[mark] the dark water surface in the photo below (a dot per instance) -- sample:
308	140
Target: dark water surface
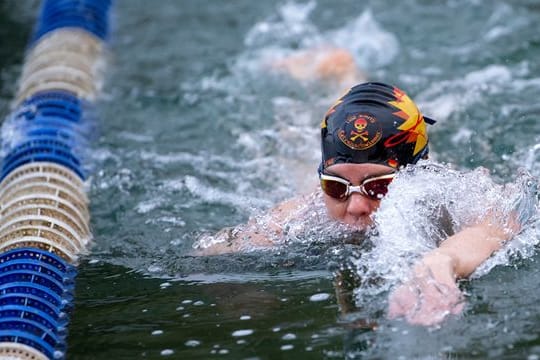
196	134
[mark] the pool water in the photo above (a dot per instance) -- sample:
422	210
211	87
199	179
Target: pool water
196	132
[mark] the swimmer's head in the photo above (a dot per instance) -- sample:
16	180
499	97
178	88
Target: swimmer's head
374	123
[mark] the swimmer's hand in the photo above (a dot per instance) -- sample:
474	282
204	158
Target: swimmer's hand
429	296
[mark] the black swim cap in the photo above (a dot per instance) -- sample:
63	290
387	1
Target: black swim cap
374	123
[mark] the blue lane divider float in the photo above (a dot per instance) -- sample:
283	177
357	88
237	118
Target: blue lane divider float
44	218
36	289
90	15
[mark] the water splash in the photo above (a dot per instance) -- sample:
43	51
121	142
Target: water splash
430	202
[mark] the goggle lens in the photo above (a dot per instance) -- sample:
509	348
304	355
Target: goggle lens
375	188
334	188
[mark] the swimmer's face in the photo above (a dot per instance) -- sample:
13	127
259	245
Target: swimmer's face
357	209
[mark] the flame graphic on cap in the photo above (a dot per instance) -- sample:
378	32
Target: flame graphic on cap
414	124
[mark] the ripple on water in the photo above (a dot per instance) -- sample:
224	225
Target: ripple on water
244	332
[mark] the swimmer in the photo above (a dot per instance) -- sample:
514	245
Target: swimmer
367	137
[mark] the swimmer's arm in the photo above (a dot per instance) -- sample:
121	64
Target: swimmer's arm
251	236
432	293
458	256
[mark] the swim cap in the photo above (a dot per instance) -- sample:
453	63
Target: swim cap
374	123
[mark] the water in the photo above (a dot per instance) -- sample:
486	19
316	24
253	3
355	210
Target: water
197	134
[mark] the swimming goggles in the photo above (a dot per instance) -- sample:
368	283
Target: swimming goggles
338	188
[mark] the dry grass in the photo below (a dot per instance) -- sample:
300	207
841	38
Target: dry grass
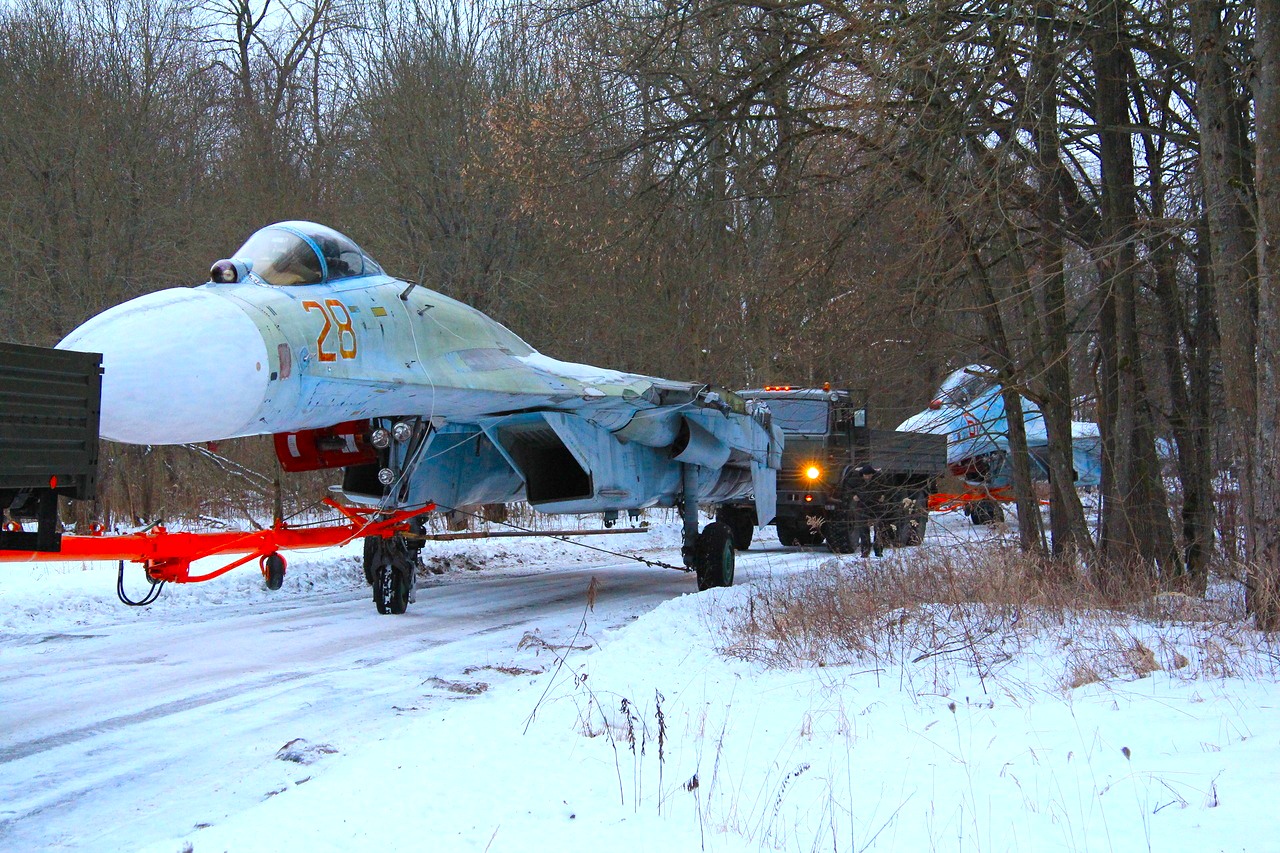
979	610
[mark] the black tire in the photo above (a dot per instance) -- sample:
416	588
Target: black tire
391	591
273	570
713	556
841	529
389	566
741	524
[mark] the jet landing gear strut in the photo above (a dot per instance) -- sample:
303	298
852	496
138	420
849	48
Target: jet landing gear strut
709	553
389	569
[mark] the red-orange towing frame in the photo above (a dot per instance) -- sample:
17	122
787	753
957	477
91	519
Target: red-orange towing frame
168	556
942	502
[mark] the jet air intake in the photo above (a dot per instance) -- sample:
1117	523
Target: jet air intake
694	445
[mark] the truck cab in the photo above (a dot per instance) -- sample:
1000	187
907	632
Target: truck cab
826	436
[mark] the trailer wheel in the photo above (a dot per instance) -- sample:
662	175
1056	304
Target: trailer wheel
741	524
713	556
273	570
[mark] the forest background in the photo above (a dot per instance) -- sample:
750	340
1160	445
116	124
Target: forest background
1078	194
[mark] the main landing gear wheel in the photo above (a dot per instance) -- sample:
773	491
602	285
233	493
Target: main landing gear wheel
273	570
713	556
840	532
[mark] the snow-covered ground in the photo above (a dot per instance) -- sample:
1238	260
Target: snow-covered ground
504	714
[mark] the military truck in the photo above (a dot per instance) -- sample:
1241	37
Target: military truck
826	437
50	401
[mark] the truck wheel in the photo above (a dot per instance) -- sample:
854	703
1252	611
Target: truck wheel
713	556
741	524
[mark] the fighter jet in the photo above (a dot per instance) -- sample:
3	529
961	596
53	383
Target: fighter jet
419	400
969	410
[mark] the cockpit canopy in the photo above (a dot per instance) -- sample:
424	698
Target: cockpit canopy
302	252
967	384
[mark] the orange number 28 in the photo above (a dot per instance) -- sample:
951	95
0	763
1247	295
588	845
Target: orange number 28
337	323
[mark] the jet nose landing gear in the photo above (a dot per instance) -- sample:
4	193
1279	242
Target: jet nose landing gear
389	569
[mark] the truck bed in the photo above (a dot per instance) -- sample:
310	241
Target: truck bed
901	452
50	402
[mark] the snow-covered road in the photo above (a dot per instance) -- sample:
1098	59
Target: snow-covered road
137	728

...

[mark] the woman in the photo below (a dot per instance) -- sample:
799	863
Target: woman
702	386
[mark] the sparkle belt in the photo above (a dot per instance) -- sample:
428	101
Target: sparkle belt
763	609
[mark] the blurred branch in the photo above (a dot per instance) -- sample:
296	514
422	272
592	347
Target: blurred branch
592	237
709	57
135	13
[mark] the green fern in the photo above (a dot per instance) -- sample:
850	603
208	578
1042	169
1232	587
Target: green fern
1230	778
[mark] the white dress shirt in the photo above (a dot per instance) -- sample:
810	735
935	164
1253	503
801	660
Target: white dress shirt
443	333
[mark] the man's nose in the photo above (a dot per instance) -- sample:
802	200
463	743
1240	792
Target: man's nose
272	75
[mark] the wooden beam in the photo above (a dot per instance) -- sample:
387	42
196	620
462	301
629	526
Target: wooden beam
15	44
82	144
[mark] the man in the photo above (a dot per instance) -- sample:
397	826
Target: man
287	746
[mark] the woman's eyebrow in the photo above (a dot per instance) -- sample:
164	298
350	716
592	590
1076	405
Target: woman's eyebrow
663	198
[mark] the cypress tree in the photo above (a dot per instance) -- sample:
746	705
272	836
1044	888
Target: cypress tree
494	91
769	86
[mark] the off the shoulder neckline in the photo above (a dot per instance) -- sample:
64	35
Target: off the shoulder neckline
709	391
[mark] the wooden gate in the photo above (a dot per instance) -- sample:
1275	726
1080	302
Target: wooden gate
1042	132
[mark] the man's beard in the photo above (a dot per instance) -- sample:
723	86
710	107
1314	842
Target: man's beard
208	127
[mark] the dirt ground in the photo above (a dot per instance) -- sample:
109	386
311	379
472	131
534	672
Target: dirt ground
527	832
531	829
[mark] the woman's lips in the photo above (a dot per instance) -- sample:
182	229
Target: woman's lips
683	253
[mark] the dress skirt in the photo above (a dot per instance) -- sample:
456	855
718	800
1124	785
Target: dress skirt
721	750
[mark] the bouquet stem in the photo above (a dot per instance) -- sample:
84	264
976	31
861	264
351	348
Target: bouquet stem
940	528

* * *

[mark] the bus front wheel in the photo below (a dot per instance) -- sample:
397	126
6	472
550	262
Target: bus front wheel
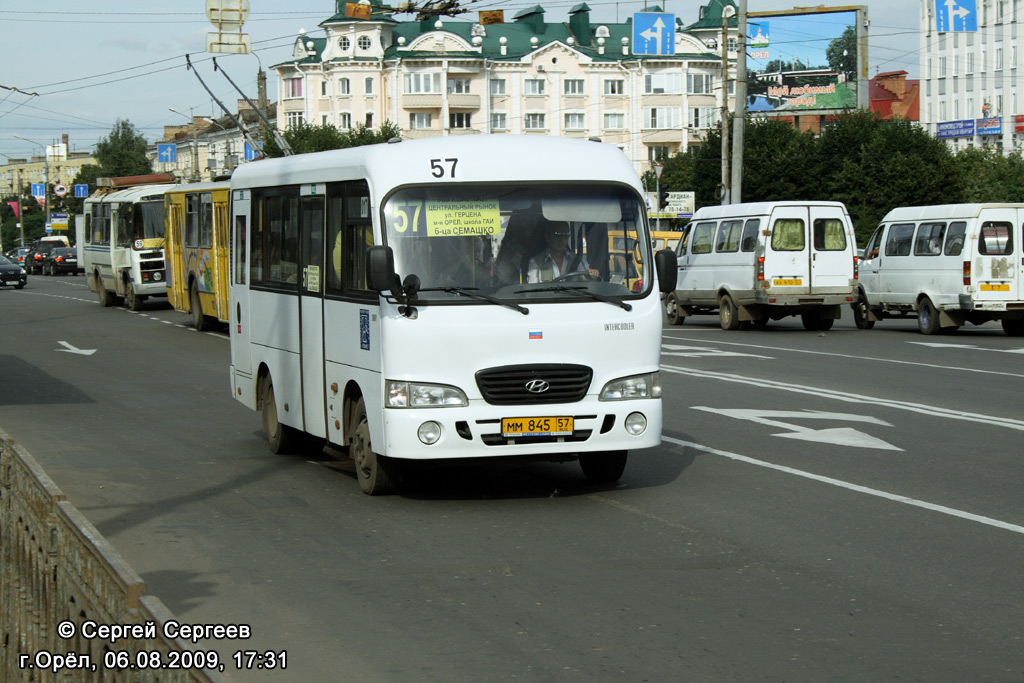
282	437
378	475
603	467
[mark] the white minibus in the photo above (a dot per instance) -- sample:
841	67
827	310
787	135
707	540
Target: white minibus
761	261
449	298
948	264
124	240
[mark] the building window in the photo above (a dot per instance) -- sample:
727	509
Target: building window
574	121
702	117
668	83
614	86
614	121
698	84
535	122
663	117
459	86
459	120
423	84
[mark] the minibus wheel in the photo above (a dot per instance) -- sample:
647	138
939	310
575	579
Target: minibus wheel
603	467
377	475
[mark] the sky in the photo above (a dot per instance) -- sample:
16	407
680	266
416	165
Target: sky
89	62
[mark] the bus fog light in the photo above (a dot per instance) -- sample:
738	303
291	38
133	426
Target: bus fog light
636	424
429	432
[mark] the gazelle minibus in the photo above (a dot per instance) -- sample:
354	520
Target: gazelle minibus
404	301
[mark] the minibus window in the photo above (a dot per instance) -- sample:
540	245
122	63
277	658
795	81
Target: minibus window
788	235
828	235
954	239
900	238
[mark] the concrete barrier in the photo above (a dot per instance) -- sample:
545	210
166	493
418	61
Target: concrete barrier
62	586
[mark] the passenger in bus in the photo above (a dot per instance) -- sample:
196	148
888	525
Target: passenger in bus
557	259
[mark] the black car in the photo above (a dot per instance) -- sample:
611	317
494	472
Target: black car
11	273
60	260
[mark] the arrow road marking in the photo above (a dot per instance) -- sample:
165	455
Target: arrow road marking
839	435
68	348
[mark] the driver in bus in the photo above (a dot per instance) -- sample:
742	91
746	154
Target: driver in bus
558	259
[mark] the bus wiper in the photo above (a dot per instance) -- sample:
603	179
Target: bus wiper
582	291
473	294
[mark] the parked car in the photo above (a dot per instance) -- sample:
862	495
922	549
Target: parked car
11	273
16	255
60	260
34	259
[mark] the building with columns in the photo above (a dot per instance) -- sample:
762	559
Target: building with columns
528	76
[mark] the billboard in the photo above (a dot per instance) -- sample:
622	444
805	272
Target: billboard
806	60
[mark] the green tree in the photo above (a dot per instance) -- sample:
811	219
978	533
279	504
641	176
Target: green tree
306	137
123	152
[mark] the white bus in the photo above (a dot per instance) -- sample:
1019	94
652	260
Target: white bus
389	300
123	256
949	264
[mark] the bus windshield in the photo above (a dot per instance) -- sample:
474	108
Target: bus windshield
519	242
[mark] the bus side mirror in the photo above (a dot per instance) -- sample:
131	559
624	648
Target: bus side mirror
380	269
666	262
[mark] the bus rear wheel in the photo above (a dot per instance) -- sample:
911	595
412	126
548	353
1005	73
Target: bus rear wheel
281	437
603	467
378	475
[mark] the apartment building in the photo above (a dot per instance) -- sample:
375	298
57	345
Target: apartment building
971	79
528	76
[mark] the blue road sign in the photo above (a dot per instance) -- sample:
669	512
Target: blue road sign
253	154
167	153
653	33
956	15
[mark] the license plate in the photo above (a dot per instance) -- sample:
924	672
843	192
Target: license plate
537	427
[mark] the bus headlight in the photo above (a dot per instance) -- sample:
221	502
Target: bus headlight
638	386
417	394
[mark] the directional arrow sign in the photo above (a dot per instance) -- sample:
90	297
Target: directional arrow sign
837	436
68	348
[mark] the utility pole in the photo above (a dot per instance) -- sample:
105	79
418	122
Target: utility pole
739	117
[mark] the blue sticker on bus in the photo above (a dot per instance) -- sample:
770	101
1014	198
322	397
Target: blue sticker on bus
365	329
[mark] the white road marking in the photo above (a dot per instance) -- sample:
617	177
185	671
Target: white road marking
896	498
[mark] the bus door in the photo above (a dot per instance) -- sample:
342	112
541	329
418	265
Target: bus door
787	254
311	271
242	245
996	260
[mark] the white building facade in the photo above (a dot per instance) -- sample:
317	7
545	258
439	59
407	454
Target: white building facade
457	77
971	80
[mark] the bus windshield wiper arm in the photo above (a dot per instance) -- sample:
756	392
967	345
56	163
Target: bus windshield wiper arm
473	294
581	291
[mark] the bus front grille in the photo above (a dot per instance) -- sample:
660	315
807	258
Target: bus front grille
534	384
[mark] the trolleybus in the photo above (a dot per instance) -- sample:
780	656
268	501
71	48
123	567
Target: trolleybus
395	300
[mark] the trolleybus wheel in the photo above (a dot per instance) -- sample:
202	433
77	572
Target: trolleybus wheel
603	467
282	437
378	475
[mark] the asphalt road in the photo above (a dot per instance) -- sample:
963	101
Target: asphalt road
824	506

## INSTRUCTIONS FOR THE TASK
In the data above, retype exactly and only the lines between the one holding "[mark] the green tree" and the one holding "[mark] the bus headlight", inclusive.

## ANSWER SPACE
[mark] the green tree in the photo above (a dot per instance) -- sample:
811	219
978	533
279	504
641	176
Target: green tree
306	137
123	152
[mark] the white bus in the photo above (a dot per instance) -- sample:
1019	94
652	260
Target: white bus
389	300
123	256
949	264
[mark] the bus windshield in the photo above (a dot per instance) -- sample:
474	108
Target: bus windshield
519	242
[mark] the bus side mirror in the photo above (a dot per instance) -- sample:
131	559
624	648
Target: bus side mirror
380	269
666	262
[mark] the bus rear wheel in the photo above (a dot per instance) -- sample:
911	595
412	126
548	353
1005	73
Target: bus rear wheel
281	437
603	467
378	475
[mark] the apartment building in the photo above (a dot per instance) -- sample:
375	298
57	345
Target: apartment building
971	79
528	76
[mark] the blue road sign in the photo above (a dot per instance) -- sample:
669	512
Target: blue road sign
253	154
167	153
653	33
956	15
[mark] the license plate in the photo above (a dot per instance) -- sample:
924	672
843	192
Target: license plate
537	427
[mark] the bus headlight in the photo above (a dot per instance) -- sample:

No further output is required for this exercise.